** Begin EXCERPT PROVIDED **
3. Specify Stack Details Stack Name: rilldata-kinesis-access KinesisARN: Name of the bucket we want to provide access to.

4. Click Next, Again Next, Acknowledge the Capabilities and Create the Stack.

5. You can check the events and it should create the resources for you.

6. Share the Outputs with Rill Data

CloudFormation Template Reference

We would be using the following Cloudformation Template.

AWSTemplateFormatVersion: '2010-09-09'
Metadata:
  License: Apache-2.0

Description: 'AWS CloudFormation Template for providing Rill Data Access to Kinesis. It creates a
  Role that can be assumed by the RillData AWS Account. The Role has a IAM policy associated with them.'

Parameters:
  KinesisARN:
    Type: String
    Description: Kinesis Stream ARN
  NamePrefix:
    Type: String
    Description: Name prefix for the IAM Policy and IAM Role.
    Default: rilldata
Resources:
  KinesisRole:
    Type: AWS::IAM::Role
    Properties:
      Description: 'RillData Access to the Kinesis. Managed by: Cloudformation'
      AssumeRolePolicyDocument:
        Version: '2012-10-17'
        Statement:
          - Effect: Allow
            Principal:
              AWS:
                - 'arn:aws:iam::248432388601:root'
            Action:
              - 'sts:AssumeRole'
      Policies:
        - PolicyName: !Join
            - ''
            - - !Ref NamePrefix
              - 'KinesisAccessPolicy'
          PolicyDocument:
            Statement:
            - Effect: Allow
              Action:
                - "kinesis:Describe*"
** End EXCERPT PROVIDED **
** Begin EXTRACTED ENTRIES **
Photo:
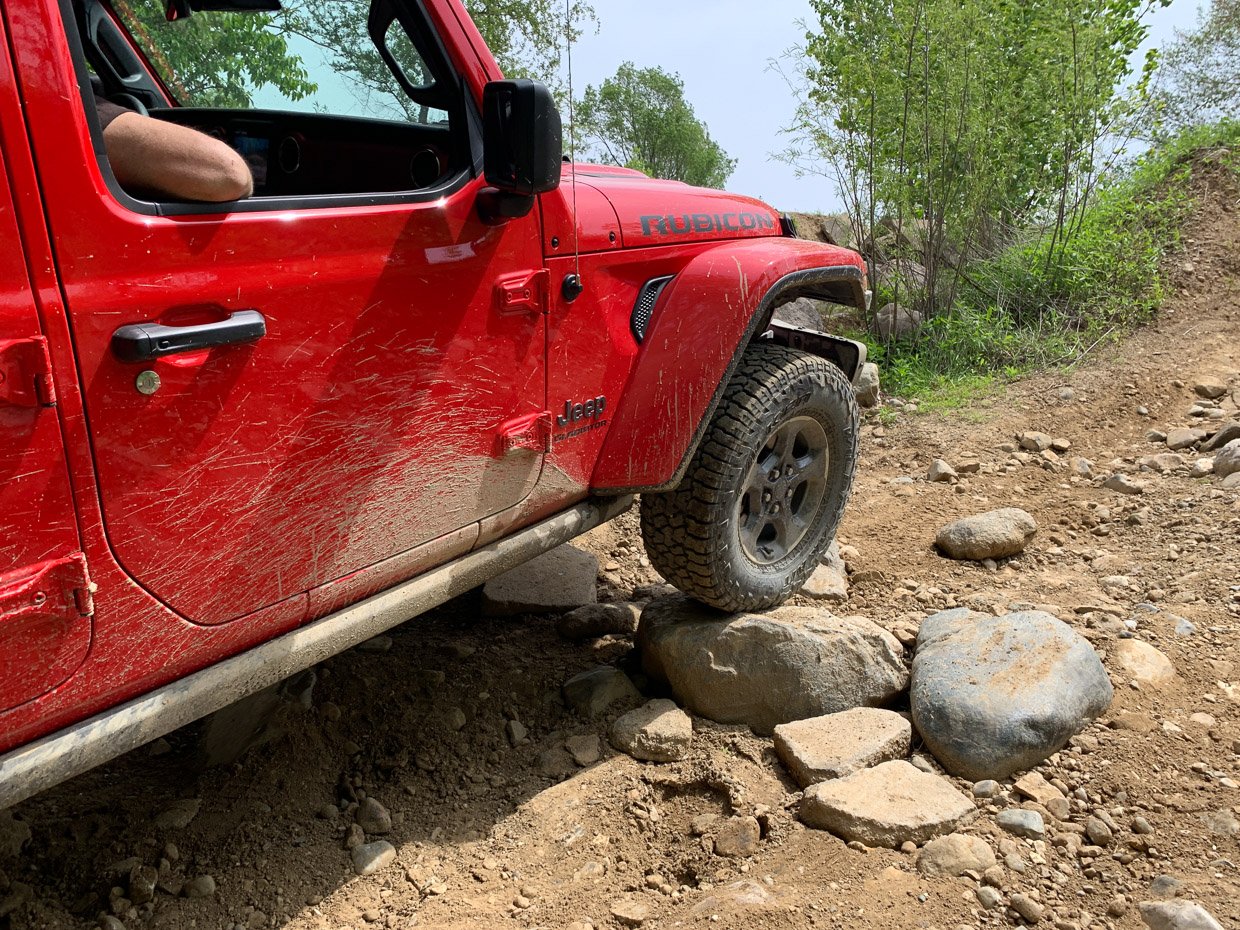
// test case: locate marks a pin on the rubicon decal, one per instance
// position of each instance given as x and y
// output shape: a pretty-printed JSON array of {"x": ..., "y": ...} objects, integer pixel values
[
  {"x": 580, "y": 418},
  {"x": 692, "y": 223}
]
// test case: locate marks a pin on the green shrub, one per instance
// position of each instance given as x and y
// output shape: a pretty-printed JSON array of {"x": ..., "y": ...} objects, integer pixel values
[{"x": 1040, "y": 303}]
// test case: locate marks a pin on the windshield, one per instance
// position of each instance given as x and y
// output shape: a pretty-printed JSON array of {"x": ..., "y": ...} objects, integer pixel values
[{"x": 313, "y": 56}]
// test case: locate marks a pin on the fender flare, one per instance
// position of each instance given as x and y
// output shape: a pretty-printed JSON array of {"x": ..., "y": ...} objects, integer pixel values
[{"x": 712, "y": 310}]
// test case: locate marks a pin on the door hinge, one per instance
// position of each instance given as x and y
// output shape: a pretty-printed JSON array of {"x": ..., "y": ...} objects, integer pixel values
[
  {"x": 26, "y": 373},
  {"x": 523, "y": 293},
  {"x": 58, "y": 588},
  {"x": 530, "y": 432}
]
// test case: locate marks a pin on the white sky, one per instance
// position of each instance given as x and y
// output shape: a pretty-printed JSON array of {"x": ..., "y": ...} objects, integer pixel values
[{"x": 721, "y": 50}]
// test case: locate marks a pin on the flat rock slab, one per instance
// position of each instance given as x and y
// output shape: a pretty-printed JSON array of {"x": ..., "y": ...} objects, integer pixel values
** End EXTRACTED ENTRIES **
Reproduce the part of the Kinesis access guide that begins at the words "3. Specify Stack" and ends after "following Cloudformation Template.".

**IN RESPONSE**
3. Specify Stack Details Stack Name: rilldata-kinesis-access KinesisARN: Name of the bucket we want to provide access to.

4. Click Next, Again Next, Acknowledge the Capabilities and Create the Stack.

5. You can check the events and it should create the resources for you.

6. Share the Outputs with Rill Data

CloudFormation Template Reference

We would be using the following Cloudformation Template.